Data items
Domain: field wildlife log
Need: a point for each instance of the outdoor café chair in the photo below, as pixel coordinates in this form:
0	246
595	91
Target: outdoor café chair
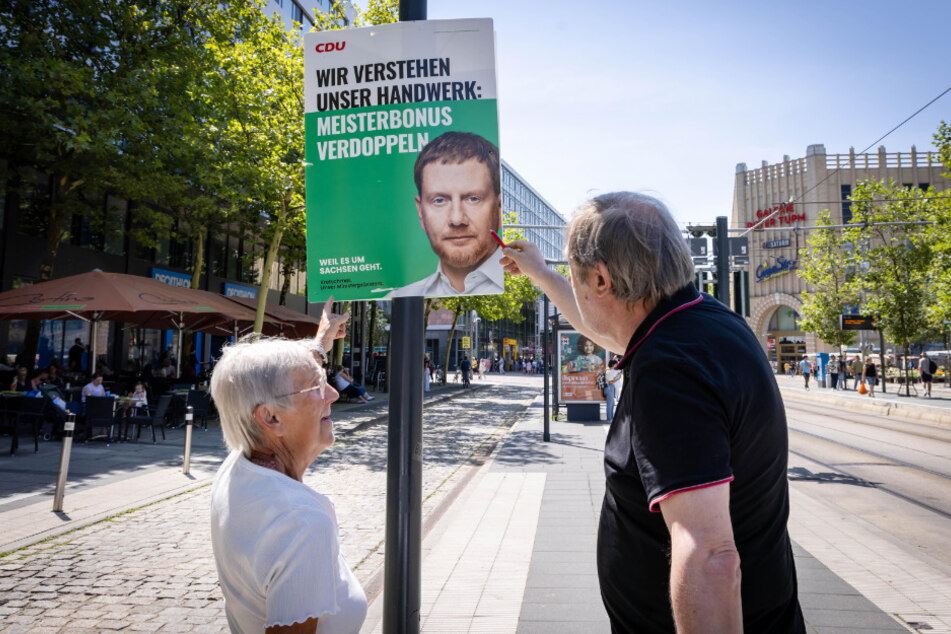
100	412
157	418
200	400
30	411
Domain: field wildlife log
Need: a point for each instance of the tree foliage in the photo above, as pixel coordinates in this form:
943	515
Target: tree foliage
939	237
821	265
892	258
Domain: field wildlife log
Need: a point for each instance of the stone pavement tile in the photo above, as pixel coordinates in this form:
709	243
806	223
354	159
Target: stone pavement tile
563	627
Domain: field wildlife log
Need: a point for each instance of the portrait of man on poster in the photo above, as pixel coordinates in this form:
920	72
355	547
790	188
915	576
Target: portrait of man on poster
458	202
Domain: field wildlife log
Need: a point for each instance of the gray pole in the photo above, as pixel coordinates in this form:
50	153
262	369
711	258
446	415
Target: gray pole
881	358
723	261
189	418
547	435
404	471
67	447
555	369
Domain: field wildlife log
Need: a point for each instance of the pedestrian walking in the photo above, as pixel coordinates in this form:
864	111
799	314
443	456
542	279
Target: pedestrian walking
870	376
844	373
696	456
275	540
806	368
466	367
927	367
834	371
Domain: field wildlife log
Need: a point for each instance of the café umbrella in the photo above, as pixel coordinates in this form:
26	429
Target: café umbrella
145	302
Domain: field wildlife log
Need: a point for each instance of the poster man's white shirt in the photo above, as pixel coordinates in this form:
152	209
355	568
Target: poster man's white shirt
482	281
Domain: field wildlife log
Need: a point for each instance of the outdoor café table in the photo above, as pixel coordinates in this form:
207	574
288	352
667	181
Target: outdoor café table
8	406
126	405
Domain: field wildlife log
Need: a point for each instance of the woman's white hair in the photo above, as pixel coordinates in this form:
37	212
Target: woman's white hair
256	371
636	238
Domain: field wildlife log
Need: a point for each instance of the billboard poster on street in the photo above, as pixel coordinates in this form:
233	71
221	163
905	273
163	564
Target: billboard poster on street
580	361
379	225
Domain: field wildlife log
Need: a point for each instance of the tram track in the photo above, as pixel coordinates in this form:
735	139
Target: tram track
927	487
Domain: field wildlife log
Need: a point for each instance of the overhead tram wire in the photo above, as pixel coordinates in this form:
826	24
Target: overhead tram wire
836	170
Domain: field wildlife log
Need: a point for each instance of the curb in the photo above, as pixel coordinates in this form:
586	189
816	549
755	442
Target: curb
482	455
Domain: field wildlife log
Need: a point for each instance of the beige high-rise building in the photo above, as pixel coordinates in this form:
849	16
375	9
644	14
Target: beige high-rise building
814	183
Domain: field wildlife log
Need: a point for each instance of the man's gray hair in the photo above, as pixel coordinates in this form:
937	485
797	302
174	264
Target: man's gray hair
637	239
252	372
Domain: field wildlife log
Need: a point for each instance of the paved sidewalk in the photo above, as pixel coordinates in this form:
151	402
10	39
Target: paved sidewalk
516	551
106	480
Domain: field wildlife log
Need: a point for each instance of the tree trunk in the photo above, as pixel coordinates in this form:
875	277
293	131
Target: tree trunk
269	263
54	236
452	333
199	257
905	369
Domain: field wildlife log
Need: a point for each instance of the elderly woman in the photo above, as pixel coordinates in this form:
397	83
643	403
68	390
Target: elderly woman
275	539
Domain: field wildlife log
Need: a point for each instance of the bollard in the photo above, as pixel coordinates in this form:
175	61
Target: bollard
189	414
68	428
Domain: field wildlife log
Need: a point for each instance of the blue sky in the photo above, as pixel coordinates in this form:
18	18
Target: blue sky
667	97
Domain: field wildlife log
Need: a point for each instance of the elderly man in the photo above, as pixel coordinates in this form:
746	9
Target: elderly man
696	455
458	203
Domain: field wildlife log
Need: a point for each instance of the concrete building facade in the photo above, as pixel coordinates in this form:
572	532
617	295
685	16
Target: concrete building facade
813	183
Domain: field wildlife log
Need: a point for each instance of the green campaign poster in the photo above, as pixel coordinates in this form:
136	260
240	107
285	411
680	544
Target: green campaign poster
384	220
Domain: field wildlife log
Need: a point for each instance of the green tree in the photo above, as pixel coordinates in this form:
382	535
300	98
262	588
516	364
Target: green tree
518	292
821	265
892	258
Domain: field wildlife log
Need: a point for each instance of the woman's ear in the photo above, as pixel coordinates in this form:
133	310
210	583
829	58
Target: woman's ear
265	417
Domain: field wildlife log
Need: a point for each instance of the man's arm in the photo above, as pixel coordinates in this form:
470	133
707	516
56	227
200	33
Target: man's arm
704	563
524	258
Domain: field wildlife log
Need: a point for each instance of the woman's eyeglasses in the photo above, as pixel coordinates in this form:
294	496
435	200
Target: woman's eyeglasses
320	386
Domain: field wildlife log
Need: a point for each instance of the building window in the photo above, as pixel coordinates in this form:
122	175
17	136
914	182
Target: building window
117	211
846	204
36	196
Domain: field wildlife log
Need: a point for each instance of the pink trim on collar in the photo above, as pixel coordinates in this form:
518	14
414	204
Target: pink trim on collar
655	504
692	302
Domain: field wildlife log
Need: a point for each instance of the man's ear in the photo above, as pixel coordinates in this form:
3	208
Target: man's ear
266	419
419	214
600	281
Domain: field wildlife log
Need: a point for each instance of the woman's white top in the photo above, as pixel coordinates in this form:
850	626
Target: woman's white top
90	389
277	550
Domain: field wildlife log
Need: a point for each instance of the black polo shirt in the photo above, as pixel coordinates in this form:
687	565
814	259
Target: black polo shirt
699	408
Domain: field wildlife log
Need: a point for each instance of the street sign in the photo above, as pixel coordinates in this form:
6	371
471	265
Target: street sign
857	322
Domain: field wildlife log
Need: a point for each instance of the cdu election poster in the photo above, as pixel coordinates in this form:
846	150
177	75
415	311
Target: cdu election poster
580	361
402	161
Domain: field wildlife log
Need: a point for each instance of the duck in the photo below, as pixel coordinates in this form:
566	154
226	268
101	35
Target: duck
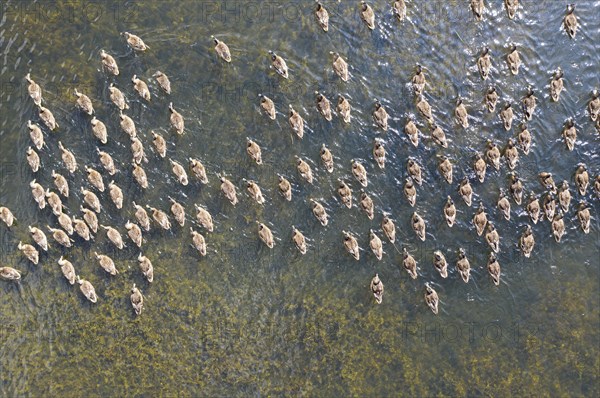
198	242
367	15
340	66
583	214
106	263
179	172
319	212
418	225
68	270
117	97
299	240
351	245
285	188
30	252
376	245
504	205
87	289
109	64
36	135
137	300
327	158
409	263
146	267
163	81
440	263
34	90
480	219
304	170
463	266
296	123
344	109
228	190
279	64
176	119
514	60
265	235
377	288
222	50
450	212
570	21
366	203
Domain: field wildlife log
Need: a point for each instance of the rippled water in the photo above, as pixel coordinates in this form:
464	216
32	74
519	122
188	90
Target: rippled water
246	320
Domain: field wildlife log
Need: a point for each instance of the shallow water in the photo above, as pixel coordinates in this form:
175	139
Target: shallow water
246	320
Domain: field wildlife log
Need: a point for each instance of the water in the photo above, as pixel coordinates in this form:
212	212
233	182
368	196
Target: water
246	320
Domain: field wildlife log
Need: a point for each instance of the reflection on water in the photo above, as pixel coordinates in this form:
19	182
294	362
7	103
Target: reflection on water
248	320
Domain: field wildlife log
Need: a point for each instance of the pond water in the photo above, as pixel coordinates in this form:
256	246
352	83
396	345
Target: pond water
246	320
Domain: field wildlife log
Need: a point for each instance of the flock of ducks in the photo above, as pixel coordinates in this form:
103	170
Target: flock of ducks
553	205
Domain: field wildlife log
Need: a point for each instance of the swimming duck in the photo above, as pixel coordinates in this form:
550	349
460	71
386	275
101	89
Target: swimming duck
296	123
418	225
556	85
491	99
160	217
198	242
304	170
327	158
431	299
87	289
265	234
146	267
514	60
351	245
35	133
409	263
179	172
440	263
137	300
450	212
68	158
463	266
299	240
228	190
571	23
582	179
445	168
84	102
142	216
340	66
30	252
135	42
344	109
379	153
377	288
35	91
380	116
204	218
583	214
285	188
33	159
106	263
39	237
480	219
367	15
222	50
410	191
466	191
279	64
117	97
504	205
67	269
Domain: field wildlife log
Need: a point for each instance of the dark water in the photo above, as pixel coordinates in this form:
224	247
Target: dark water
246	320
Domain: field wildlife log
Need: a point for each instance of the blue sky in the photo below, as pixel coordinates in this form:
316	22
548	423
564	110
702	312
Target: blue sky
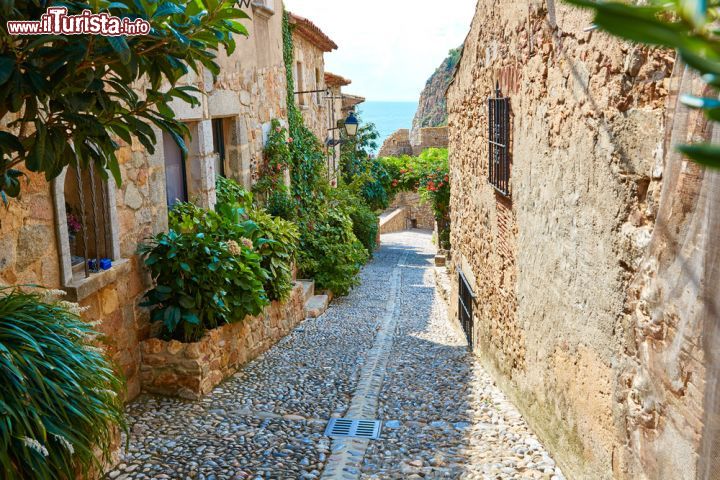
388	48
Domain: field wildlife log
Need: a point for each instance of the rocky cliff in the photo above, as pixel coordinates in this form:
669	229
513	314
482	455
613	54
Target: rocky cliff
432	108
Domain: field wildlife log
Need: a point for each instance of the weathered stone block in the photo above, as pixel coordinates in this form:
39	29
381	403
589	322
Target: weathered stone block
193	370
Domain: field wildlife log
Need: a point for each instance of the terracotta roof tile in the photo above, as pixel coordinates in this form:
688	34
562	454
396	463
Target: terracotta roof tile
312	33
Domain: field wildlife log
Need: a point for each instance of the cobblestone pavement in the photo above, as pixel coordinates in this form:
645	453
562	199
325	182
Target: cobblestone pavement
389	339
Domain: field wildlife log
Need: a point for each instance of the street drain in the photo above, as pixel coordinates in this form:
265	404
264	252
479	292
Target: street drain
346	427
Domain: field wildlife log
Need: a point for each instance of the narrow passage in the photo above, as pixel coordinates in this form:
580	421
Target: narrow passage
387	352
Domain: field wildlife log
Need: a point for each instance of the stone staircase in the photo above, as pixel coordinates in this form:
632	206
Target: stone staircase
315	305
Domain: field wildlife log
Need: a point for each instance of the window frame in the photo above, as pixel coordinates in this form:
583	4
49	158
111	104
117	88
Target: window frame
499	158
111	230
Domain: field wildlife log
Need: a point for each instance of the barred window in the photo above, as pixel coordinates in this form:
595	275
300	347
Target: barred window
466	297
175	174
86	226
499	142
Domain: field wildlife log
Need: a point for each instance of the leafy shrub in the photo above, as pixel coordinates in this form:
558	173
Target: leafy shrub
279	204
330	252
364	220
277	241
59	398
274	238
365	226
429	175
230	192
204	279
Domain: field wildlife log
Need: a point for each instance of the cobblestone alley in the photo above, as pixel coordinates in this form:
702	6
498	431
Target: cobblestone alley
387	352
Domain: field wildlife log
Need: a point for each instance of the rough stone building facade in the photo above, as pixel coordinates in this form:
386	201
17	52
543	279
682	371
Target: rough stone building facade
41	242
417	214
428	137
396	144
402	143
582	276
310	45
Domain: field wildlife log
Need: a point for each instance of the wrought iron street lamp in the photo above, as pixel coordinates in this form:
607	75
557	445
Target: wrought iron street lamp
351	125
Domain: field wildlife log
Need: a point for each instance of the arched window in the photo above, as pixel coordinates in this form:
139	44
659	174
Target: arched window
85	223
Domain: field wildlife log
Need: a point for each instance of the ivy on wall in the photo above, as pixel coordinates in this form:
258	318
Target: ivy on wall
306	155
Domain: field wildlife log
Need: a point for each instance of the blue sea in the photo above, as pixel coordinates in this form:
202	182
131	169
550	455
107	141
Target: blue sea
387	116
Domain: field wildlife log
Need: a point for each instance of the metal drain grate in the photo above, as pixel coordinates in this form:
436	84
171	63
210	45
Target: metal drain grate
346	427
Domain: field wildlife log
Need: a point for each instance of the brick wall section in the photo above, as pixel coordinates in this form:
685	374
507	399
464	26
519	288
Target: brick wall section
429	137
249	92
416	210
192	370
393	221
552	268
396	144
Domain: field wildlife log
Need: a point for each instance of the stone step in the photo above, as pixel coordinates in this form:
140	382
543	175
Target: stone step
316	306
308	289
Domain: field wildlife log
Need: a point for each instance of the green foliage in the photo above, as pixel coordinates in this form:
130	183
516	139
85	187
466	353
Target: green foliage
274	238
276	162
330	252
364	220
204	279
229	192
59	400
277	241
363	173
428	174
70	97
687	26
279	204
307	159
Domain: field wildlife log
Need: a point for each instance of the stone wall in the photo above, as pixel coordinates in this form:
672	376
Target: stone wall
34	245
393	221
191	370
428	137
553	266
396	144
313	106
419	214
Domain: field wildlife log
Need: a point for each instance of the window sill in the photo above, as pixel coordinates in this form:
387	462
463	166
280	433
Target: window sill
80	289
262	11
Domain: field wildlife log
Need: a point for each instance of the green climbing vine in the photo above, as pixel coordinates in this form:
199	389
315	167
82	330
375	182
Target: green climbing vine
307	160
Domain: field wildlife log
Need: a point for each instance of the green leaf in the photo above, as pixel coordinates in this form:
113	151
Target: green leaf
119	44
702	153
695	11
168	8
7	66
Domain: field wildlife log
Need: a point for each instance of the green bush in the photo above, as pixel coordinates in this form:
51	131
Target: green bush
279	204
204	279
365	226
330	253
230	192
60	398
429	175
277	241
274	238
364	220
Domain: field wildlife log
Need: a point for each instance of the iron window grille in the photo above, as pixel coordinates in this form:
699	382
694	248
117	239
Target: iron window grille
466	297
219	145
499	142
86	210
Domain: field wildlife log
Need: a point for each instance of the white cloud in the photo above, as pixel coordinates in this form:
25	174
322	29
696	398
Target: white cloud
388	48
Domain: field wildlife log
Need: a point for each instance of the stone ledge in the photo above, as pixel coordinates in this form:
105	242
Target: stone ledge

### ABOUT THIS EXERCISE
Find the word "ledge" in the entries above. Copy every line that has it.

### TASK OUTPUT
Need: a point for each instance of the stone ledge in the photo above, as pixel coordinates in this form:
Target: stone ledge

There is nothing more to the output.